■ **DOCUMENT EXTRACT**:
China Pressures Japan Over Uyghur Meeting

Beijing objects to Tokyo hosting an exile Uyghur group’s biennial assembly.

A Uyghur exile organization on Monday urged Japan to stick with a decision allowing the group to hold its biennial meeting in Tokyo despite pressure from China.

“I believe the Japanese government will not accept an interruption to the general assembly,” said Dolkun Isa, the General Secretary of the World Uyghur Congress (WUC) planning to hold its meeting in the Japanese capital next month.

“We are not surprised [by China’s objection]. It’s not only for the general assembly, but also whenever we hold a conference or any kind of international event, the Chinese government immediately attacks and raises objections to the country hosting it,” he said.

The Germany-based WUC is an exile organization representing the minority Turkic, Muslim ethnic group from China’s northwest Xinjiang region, where they say they are discriminated against by Beijing.

About 100 Uyghur delegates from diaspora communities around the world are expected to attend the meeting in Tokyo May 14–17, where they will elect new delegates and discuss raising Uyghur rights issues internationally.

Objection

China’s Ministry of Foreign Affairs called on Japan Monday not to host the gathering.

“We have brought up our representations to the Japanese side regarding this issue. We hope Japan will take measures to prevent such an organization from using Japanese territory to engage in activities splitting China,” the ministry’s spokesman Liu Weimin said at a briefing.

■ **SUPPLIED RECORDS**:
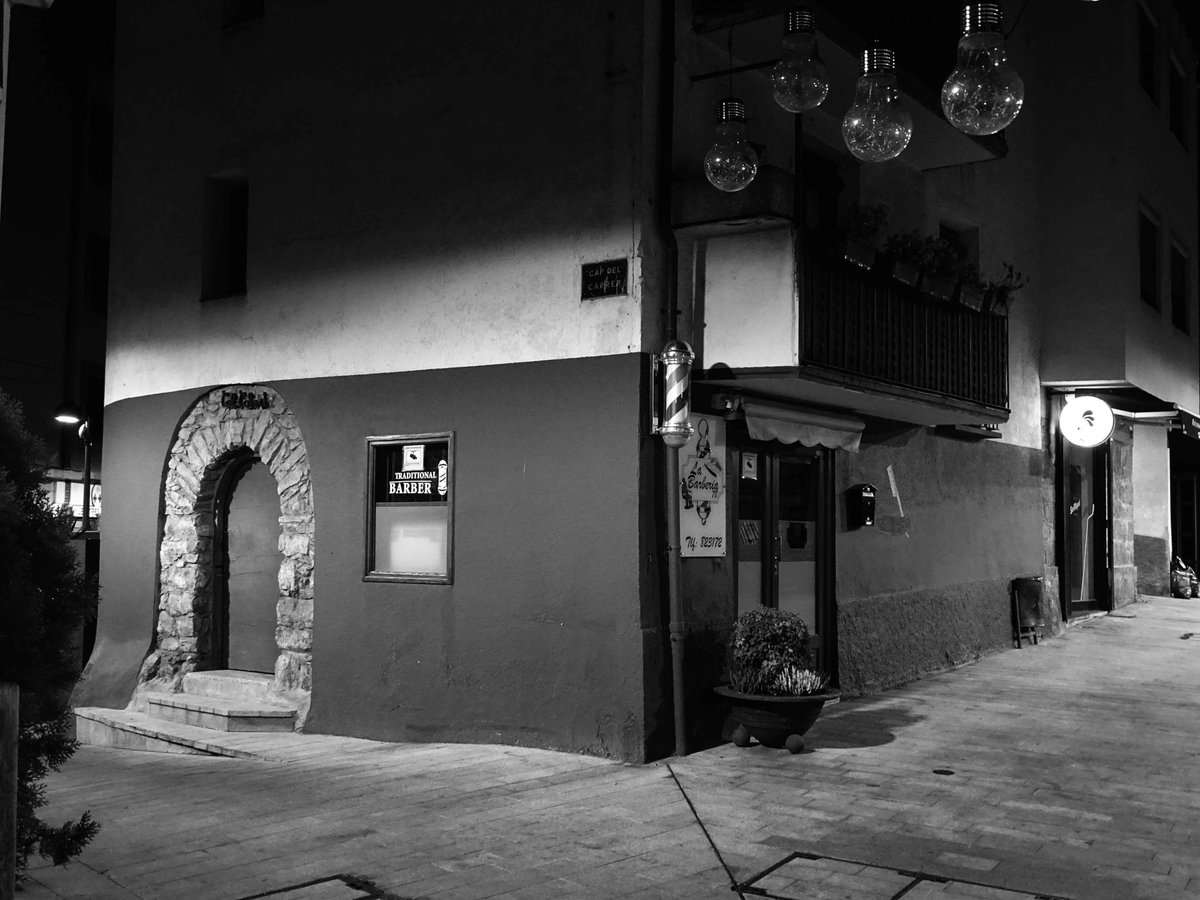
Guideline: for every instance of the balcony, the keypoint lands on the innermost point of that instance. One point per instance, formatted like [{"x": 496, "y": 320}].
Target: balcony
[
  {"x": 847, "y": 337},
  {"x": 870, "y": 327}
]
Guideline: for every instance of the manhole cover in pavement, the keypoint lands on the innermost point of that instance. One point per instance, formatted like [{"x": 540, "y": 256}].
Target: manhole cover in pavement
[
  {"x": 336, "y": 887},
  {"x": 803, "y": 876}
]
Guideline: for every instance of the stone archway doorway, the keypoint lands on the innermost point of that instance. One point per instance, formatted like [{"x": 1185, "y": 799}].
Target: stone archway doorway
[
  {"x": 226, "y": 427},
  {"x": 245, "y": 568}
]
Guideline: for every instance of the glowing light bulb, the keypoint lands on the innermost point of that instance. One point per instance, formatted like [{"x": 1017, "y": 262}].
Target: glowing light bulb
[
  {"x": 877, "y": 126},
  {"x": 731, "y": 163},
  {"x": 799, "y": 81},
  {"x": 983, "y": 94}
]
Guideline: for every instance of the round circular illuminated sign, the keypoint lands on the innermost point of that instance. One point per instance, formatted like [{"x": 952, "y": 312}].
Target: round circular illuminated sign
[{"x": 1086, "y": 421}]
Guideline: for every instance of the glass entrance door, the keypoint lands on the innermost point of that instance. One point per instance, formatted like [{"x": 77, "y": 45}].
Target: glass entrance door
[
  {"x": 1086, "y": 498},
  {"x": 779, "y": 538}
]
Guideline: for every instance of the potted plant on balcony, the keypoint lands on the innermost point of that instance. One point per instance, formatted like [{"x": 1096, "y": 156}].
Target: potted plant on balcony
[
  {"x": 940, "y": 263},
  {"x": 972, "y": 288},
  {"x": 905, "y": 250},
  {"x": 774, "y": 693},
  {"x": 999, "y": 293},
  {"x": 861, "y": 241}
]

■ **OBJECTIVE 1**: In the article on China's objection to the Uyghur assembly, rewrite the passage that opens with the words "The Germany-based WUC" and closes with "host the gathering.", using "Foreign Ministry" in place of "Ministry of Foreign Affairs".
■ **OBJECTIVE 2**: Write the next few paragraphs of the article on China's objection to the Uyghur assembly in Tokyo, starting after its last sentence.

■ **TASK ANSWER 1**:
The Germany-based WUC is an exile organization representing the minority Turkic, Muslim ethnic group from China’s northwest Xinjiang region, where they say they are discriminated against by Beijing.

About 100 Uyghur delegates from diaspora communities around the world are expected to attend the meeting in Tokyo May 14–17, where they will elect new delegates and discuss raising Uyghur rights issues internationally.

Objection

China’s Foreign Ministry called on Japan Monday not to host the gathering.

■ **TASK ANSWER 2**:
"We believe this organization harms China's sovereignty and territorial integrity," he said.

China has blamed the WUC for inciting violence in the Xinjiang region, where Uyghurs, numbering about eight million, say they are marginalized in their own homeland, chafing under strict controls on religion and culture in the face of a large-scale influx of Han Chinese to the region.

But the World Uyghur Congress says it seeks to promote the rights of Uyghurs to use peaceful, democratic means to decide the future of Xinjiang, and that China overstates the threat of terrorism in the region.

“The Chinese government does not respect the gatherings, rights of assembly, and freedom of speech [of Uyghurs] within China, and also continues to attack [these rights] for the Uyghur people … even in democratic countries,” he said.

The opening ceremony will take place in the Japanese parliament building, the group said.

"We have a lot of support from the Japanese people and society, and from the Japanese parliament,” Isa said, adding that he had met with business leaders and members of several political parties in Tokyo last week.

The general assembly is the WUC’s fourth since its establishment in 2004, with the previous meetings held in Munich and Washington, DC.

In recent years, a number of Uyghurs who fled China have been deported from countries in Asia with strong trade and diplomatic ties to China, including Kazakhstan, Kyrgyzstan, Uzbekistan, Pakistan, Cambodia, Vietnam, Thailand, Malaysia, and Laos.

Uyghurs seeking political asylum in Europe have also faced threats directed by Chinese authorities against their families back home.

Reported by Rachel Vandenbrink.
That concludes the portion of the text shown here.